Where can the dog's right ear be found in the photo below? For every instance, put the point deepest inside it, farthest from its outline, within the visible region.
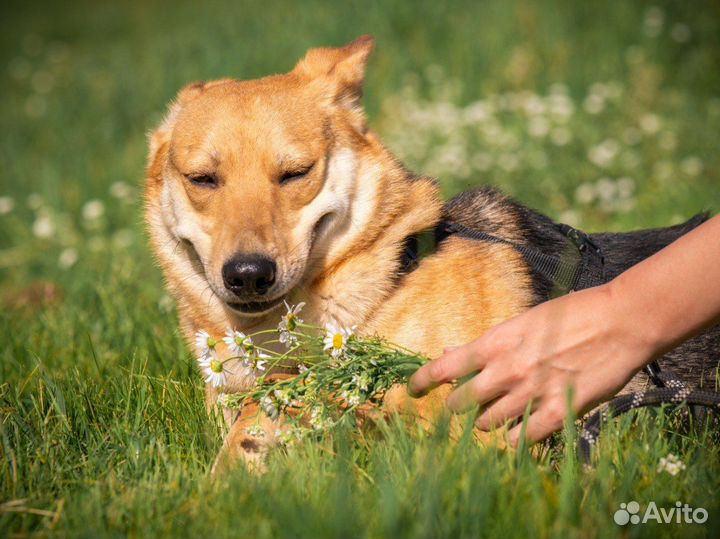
(160, 136)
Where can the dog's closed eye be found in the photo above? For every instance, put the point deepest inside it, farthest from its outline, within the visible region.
(203, 180)
(295, 174)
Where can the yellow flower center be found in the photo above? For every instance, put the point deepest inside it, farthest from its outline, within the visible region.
(216, 366)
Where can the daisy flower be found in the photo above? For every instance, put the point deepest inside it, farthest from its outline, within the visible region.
(336, 339)
(235, 341)
(256, 362)
(288, 324)
(362, 381)
(205, 344)
(270, 407)
(215, 371)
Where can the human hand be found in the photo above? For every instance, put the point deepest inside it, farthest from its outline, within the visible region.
(584, 340)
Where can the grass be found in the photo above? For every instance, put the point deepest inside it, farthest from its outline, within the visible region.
(102, 426)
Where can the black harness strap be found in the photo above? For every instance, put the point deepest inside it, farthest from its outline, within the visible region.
(565, 275)
(586, 271)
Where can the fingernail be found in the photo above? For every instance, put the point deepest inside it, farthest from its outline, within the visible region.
(410, 390)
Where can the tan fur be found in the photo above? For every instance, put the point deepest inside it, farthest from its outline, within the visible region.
(336, 234)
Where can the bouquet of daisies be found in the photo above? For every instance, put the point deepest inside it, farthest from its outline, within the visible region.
(337, 371)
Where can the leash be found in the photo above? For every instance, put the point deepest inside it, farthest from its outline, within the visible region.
(587, 271)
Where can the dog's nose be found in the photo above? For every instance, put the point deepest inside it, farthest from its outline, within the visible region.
(249, 274)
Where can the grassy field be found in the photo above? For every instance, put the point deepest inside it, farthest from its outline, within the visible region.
(605, 115)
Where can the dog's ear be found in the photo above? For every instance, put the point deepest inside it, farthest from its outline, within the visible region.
(343, 69)
(160, 136)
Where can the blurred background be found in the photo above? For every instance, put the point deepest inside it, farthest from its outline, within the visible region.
(605, 115)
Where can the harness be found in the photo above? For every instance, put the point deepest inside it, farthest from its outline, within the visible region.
(585, 271)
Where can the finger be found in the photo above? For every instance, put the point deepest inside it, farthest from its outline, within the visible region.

# To be done
Produce an exact copy of the lines from the one containing "Where can the dog's ear" through the last line, and of nothing else.

# Answer to this task
Where can the dog's ear be found in the photo above? For every instance, put the point deepest inside it, farthest from its outline, within the visible region.
(343, 69)
(160, 136)
Where can the blurred background be found in the photo above? For every instance, put the point deepest inside it, farthest from its outline, within the visible region.
(605, 115)
Where can the harness be found in the photo above? For every instance, put the point deepest inside it, farthest from its outline, within the visible region.
(585, 271)
Where can the finger be found in the photo above? For every instance, put the point deepest inside it, farthest from its outline, within the visible region.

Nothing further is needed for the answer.